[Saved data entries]

⟨

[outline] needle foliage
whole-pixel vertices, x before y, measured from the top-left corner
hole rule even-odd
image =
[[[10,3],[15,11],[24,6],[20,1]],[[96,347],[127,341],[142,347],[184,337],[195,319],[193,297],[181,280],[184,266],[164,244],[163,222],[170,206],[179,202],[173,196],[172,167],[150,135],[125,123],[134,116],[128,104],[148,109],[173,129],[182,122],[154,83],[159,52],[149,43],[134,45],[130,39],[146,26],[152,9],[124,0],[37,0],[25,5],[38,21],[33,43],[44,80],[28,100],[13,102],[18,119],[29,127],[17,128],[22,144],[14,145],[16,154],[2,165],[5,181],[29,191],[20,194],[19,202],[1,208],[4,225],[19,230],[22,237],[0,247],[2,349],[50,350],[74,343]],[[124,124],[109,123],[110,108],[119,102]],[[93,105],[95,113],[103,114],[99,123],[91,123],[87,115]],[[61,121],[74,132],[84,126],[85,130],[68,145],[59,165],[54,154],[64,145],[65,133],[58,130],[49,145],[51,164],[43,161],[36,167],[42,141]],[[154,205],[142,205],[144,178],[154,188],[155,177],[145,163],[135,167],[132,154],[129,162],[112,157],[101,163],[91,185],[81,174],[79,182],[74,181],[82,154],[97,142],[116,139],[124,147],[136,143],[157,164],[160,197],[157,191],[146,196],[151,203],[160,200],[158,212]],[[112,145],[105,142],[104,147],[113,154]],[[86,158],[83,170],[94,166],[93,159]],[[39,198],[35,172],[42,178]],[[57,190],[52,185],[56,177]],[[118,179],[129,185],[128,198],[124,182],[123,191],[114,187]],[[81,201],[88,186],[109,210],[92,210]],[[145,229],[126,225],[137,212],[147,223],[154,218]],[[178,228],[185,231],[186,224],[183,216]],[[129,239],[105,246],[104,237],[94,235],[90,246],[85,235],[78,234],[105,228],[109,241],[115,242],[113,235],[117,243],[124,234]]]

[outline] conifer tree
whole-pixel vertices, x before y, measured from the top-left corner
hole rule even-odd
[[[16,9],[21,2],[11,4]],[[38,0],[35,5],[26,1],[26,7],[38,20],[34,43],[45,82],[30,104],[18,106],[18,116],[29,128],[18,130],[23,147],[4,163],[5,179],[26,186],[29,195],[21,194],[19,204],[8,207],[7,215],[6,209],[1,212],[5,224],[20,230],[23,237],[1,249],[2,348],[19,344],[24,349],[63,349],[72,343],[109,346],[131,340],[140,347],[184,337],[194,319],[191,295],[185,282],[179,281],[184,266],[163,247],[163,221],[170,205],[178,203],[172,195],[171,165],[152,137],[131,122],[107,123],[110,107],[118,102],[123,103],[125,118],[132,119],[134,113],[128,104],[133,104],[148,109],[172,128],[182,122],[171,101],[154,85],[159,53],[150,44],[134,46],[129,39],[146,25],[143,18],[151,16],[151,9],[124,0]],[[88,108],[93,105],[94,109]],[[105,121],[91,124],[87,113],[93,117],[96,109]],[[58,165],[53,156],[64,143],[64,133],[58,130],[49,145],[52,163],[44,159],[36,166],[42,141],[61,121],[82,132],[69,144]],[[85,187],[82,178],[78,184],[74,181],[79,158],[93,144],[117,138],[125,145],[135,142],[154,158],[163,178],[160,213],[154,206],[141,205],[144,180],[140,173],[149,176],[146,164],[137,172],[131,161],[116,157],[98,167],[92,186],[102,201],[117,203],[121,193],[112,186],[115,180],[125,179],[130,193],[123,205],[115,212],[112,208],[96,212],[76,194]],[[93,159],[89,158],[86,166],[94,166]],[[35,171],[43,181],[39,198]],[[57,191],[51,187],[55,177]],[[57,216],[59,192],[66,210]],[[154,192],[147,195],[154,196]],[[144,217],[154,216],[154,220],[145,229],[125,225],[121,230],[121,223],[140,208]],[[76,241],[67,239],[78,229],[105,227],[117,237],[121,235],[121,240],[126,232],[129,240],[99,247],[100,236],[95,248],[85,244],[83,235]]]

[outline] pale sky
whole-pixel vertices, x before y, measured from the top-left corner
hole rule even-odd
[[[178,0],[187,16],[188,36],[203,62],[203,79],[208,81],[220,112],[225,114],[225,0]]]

⟩

- _Instructions to follow_
Write out each entry again, word for word.

- _Written solution_
[outline] needle foliage
whole-pixel vertices, x before y, measured from the top-left corner
hole rule even-odd
image =
[[[10,3],[15,11],[24,6],[20,1]],[[96,347],[127,341],[142,347],[184,337],[195,319],[193,297],[181,280],[184,266],[164,244],[163,222],[170,206],[179,202],[173,196],[172,167],[150,135],[125,123],[134,116],[128,104],[148,109],[173,129],[182,122],[154,83],[159,52],[149,43],[134,45],[130,39],[146,26],[152,9],[124,0],[37,0],[25,5],[38,21],[33,43],[44,80],[28,100],[13,102],[18,119],[29,127],[17,128],[22,144],[14,145],[16,154],[2,165],[5,181],[29,191],[20,194],[19,202],[1,208],[4,225],[19,230],[22,237],[0,247],[2,349],[50,350],[74,343]],[[124,124],[109,123],[110,108],[119,102]],[[93,105],[95,113],[103,114],[99,123],[91,123],[87,115]],[[61,121],[74,132],[84,126],[85,130],[68,145],[59,165],[54,154],[64,145],[65,133],[58,130],[49,145],[51,164],[43,161],[36,167],[42,141]],[[154,205],[142,205],[144,178],[154,188],[155,177],[145,163],[135,167],[132,154],[129,162],[112,157],[101,163],[91,185],[81,174],[79,182],[74,181],[82,154],[97,142],[116,139],[124,147],[136,143],[157,164],[160,197],[157,191],[146,196],[151,203],[160,200],[158,212]],[[112,145],[105,142],[104,147],[113,154]],[[86,158],[83,170],[94,166],[93,159]],[[39,198],[35,172],[42,178]],[[57,190],[52,185],[56,177]],[[118,179],[129,185],[128,198],[124,182],[123,191],[114,187]],[[81,201],[88,186],[109,210],[92,210]],[[145,229],[126,225],[137,212],[147,223],[154,218]],[[178,228],[185,231],[186,224],[183,216]],[[129,239],[105,246],[104,237],[94,235],[90,246],[85,235],[78,234],[105,228],[109,241],[115,242],[113,235],[117,243],[124,234]]]

[outline] conifer tree
whole-pixel vertices, x before y, measured from the top-left corner
hole rule even-odd
[[[16,9],[21,2],[11,4]],[[38,0],[35,5],[26,1],[26,7],[38,20],[34,43],[45,82],[30,104],[18,106],[18,116],[29,128],[18,130],[23,147],[4,163],[5,179],[26,186],[29,195],[21,194],[19,204],[8,207],[7,215],[6,209],[1,212],[5,224],[20,230],[23,237],[1,249],[2,348],[19,344],[24,349],[63,349],[72,343],[109,346],[131,340],[140,347],[184,337],[194,319],[191,295],[185,282],[179,281],[184,266],[163,247],[163,221],[170,205],[178,203],[172,195],[171,165],[152,137],[131,122],[107,123],[110,107],[118,102],[123,103],[125,118],[132,119],[134,113],[128,104],[133,104],[148,109],[172,128],[182,122],[171,101],[154,85],[159,53],[150,44],[134,46],[129,39],[146,25],[143,18],[151,16],[151,9],[124,0]],[[88,108],[93,105],[94,109]],[[105,121],[91,124],[87,113],[93,117],[96,109]],[[58,165],[53,156],[64,143],[64,133],[58,130],[49,145],[52,163],[44,159],[36,166],[42,141],[61,121],[82,132],[69,144]],[[85,187],[82,178],[78,184],[74,181],[79,158],[93,144],[117,138],[125,145],[135,142],[154,158],[163,178],[160,213],[154,206],[141,205],[144,180],[140,173],[149,176],[146,164],[137,172],[131,161],[116,157],[98,167],[92,186],[102,201],[117,203],[121,193],[112,186],[115,180],[125,179],[130,193],[123,205],[115,212],[112,208],[96,212],[76,194]],[[93,159],[89,158],[86,166],[94,166]],[[35,171],[43,181],[39,198]],[[57,191],[51,187],[55,177]],[[57,216],[59,192],[66,210]],[[154,192],[147,195],[154,196]],[[144,217],[154,216],[154,220],[145,229],[125,225],[121,230],[121,223],[140,208]],[[76,241],[67,239],[78,229],[105,227],[117,237],[121,235],[121,240],[126,232],[129,240],[99,247],[100,236],[95,248],[85,244],[83,235]]]

[outline] pale sky
whole-pixel vertices, x before y, measured from the top-left corner
hole rule even-odd
[[[178,0],[187,16],[188,36],[203,62],[203,79],[208,81],[220,112],[225,114],[225,0]]]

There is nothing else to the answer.